[Records from a data source]
• • • • • • •
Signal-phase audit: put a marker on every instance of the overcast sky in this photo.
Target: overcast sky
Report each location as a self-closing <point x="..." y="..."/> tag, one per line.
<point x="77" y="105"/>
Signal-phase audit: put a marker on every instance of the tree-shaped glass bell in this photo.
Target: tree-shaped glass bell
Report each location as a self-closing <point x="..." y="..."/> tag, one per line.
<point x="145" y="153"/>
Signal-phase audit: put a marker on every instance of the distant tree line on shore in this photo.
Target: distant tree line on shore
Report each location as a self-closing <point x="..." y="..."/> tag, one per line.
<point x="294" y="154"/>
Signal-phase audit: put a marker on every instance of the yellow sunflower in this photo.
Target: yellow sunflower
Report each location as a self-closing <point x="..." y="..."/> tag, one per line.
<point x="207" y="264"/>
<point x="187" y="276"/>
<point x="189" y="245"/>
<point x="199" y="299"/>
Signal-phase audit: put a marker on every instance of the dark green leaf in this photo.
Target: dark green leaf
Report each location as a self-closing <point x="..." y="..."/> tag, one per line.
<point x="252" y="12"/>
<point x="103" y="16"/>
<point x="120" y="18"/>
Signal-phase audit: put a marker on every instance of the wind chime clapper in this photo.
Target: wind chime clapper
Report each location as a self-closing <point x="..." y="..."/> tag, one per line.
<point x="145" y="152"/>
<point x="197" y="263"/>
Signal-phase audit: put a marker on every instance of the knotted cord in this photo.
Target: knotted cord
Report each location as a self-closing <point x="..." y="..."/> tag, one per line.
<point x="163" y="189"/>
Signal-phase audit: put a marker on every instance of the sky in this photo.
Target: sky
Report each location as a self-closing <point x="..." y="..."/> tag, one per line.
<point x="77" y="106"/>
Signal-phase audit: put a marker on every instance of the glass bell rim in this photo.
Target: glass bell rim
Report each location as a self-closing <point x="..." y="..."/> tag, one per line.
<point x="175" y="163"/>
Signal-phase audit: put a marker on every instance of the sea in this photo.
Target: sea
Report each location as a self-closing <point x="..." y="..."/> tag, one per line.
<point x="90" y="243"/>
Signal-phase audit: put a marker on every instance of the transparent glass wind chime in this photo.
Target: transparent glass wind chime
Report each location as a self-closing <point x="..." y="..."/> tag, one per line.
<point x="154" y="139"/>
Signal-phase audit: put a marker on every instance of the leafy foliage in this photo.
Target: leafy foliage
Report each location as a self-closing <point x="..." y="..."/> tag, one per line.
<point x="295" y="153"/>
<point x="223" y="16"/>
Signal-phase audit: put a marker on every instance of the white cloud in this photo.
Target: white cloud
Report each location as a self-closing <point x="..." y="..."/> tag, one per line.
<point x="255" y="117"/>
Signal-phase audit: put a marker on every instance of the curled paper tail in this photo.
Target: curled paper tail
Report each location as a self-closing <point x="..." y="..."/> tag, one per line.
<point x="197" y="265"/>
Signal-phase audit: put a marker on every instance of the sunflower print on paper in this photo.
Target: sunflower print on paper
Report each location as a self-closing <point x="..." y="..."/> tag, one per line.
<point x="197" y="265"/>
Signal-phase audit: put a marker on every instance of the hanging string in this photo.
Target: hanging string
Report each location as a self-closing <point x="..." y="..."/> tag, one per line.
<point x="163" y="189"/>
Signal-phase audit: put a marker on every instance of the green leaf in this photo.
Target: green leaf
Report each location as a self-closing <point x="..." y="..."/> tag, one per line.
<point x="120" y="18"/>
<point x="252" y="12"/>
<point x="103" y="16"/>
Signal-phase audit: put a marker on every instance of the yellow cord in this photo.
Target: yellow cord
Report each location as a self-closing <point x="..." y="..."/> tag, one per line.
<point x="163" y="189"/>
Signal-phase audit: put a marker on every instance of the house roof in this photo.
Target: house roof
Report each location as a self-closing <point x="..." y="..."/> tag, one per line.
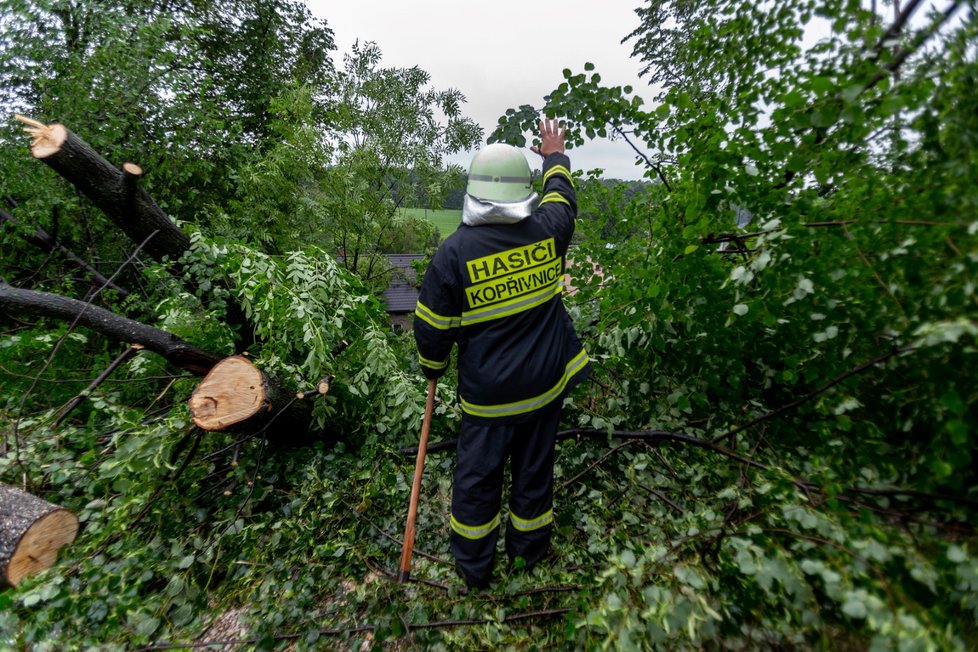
• • • • • • •
## Exercise requirements
Which lines of the data include "foliage"? Copy each of them.

## Answer section
Signal-phase audit: put a marker on every instance of the leafy foliage in this photo.
Target: leafy foliage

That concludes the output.